====== Text passage ======
Immigration Authority Won't Issue Visas to Underaged Children of Asylum Seekers

From: Semere Asmelash <semereasmelash_at_ymail.com_at_dehai.org>
Date: Mon, 11 Apr 2016 10:34:57 +0000 (UTC)

http://www.haaretz.com/israel-news/.premium-1.713748

Immigration Authority Won't Issue Visas to Underaged Children of Asylum Seekers

Lack of identifying documents exposes minors to arrest, makes it difficult for them to work and denies them basic rights.

Ilan Lior Apr 11, 2016 3:07 AM

The Population, Immigration and Border Authority won’t issue residency visas to the teenaged children of asylum seekers, which exposes them to arrest, makes it difficult for them to work, and denies them basic rights.

The authority's refusal emerges from an appeal on the matter submitted by ASSAF, the Aid Organization for Refugees and Asylum Seekers in Israel, which asked the Tel Aviv Appeals Court to order the authority to issue residency visas to 16 to 18 year olds from Eritrea and Sudan.

The authority issues temporary 2A5 visas to Eritreans and Sudanese aged 18 or older. These visas protect them from arrest and expulsion and allow them to work in Israel, and must be renewed several times a year. Eritreans and Sudanese caught without valid visas are imprisoned.
====== Extracted data ======
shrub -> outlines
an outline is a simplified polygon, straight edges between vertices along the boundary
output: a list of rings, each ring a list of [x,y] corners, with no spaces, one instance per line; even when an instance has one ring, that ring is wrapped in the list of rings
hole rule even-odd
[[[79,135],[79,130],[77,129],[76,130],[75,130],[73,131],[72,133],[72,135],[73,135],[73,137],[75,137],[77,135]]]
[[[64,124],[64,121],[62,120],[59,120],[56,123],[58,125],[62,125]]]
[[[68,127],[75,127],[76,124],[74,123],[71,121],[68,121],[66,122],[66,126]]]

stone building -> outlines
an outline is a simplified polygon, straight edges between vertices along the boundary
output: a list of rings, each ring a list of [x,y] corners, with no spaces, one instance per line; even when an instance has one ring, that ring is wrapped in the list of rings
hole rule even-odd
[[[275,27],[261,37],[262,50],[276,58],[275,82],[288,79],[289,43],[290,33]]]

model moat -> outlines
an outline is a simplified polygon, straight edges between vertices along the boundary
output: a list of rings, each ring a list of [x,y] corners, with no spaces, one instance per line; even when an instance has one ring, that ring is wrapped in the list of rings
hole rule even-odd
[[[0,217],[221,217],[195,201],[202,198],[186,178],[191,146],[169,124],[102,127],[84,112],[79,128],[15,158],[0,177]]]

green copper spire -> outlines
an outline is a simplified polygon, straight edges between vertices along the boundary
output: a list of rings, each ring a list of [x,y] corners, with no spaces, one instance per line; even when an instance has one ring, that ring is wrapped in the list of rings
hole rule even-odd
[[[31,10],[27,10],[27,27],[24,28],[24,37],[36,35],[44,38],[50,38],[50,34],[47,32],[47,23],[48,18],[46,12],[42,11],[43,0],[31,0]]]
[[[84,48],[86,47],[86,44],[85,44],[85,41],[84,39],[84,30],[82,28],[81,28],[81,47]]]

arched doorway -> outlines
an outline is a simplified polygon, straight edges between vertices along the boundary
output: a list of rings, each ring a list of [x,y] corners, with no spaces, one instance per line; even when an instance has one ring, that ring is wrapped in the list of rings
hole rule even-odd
======
What you should do: Reproduce the part of the article on visas for asylum seekers' children between "From: Semere Asmelash" and "Eritrea and Sudan.", inclusive.

Reply to the exercise:
From: Semere Asmelash <semereasmelash_at_ymail.com_at_dehai.org>
Date: Mon, 11 Apr 2016 10:34:57 +0000 (UTC)

http://www.haaretz.com/israel-news/.premium-1.713748

Immigration Authority Won't Issue Visas to Underaged Children of Asylum Seekers

Lack of identifying documents exposes minors to arrest, makes it difficult for them to work and denies them basic rights.

Ilan Lior Apr 11, 2016 3:07 AM

The Population, Immigration and Border Authority won’t issue residency visas to the teenaged children of asylum seekers, which exposes them to arrest, makes it difficult for them to work, and denies them basic rights.

The authority's refusal emerges from an appeal on the matter submitted by ASSAF, the Aid Organization for Refugees and Asylum Seekers in Israel, which asked the Tel Aviv Appeals Court to order the authority to issue residency visas to 16 to 18 year olds from Eritrea and Sudan.